• **Task requirements**
Before the mailing-list message and the listing, list every recipient named on the message's "To" and "Cc" lines, each with its email address.

• **Selected passage**
####
W3C home > Mailing lists > Public > w3c-rdfcore-wg@w3.org > July 2003

Re: Comment/testcase I18N-01?

From: Dave Beckett <dave.beckett@bristol.ac.uk>
Date: Fri, 18 Jul 2003 14:13:18 +0100
To: Brian McBride <bwm@hplb.hpl.hp.com>
Cc: rdf core <w3c-rdfcore-wg@w3.org>, Martin Duerst <duerst@w3.org>, i18n <w3c-i18n-ig@w3.org>
Message-Id: <20030718141318.36dd9480.dave.beckett@bristol.ac.uk>

On 18 Jul 2003 13:11:51 +0100
Brian McBride <bwm@hplb.hpl.hp.com> wrote:

> One of the things that has come out of our discussions with I18N has, I
> think, been that we better understand the relationship between sequences
> of characters and markup.  Whilst I18N did not specifically point out
> this flaw in the current syntax spec, I think it should be attributed to
> their input.
####
• **Data segment**

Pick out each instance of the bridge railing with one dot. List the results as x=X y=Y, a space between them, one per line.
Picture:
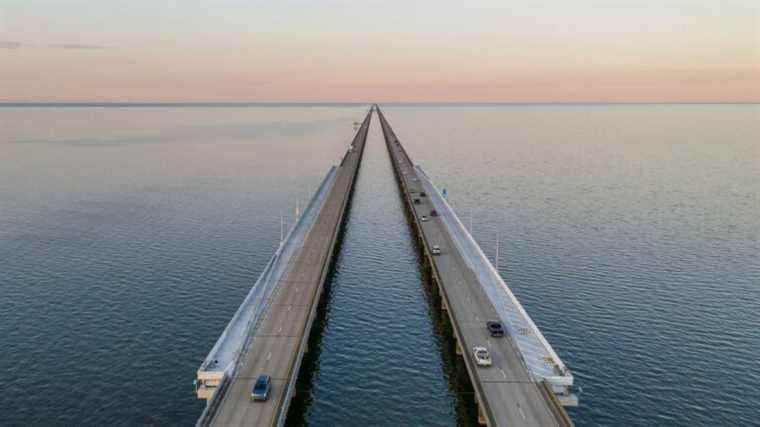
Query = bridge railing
####
• **The solution**
- Brian McBride <bwm@hplb.hpl.hp.com>
- rdf core <w3c-rdfcore-wg@w3.org>
- Martin Duerst <duerst@w3.org>
- i18n <w3c-i18n-ig@w3.org>